(Stored data entries)
━━━━━━━━
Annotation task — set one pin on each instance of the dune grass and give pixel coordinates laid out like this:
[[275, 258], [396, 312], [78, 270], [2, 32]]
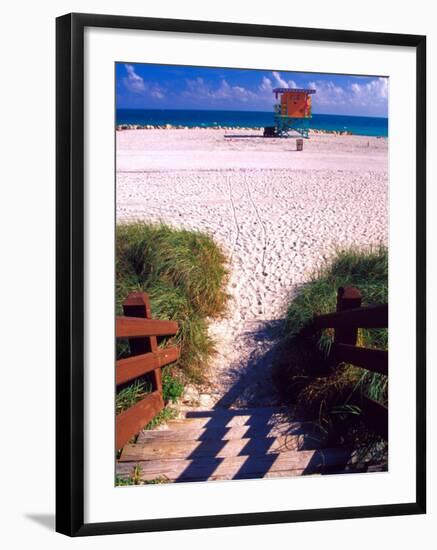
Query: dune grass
[[333, 392], [184, 273]]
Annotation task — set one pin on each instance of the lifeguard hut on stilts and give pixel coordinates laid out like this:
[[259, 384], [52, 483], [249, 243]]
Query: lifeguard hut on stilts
[[292, 112]]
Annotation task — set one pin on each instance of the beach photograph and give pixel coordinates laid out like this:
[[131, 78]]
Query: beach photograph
[[251, 256]]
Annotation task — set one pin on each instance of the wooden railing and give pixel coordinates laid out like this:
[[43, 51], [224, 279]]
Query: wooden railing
[[141, 331], [346, 321]]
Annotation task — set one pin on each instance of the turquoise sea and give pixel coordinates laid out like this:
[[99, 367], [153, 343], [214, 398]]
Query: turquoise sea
[[359, 125]]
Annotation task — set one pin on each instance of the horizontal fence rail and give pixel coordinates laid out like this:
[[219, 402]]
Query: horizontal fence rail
[[145, 358], [132, 367], [135, 327], [346, 321], [364, 317]]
━━━━━━━━
Exercise requirements
What you return should match the records above word for word, minus the pictures.

Expected output
Annotation task — set one pin on each instance of the dune grass and give pixel coordinates laid out like this:
[[275, 258], [396, 312], [78, 270], [2, 32]]
Query: dune grass
[[333, 392], [184, 273]]
Annotation task — set one pin on each instance of the lifeguard hut on stilts and give pixel coordinates laid out like this:
[[259, 384], [52, 483], [249, 243]]
Query: lifeguard hut on stilts
[[292, 112]]
Annotation task — set one pin on each instance of the beach photograph and give pixel coordinates laid out like this:
[[131, 78]]
Query: beach photograph
[[251, 256]]
Annotation task — set one pin on each instance of the wooden railing and give pixel coordinates laid out like this:
[[43, 51], [224, 279]]
Query: wooden railing
[[141, 331], [346, 321]]
Annotation task — set one pin on each instance of the turquoise sea and give pixel coordinates laid out like this:
[[99, 367], [153, 343], [214, 398]]
Query: turquoise sea
[[359, 125]]
Annotation task — set one pin on each instance of the horizontal fence rail and give pixel coordinates laid out like this:
[[219, 402]]
Query: horizontal fence rail
[[145, 358], [132, 367], [135, 327], [346, 321], [364, 317]]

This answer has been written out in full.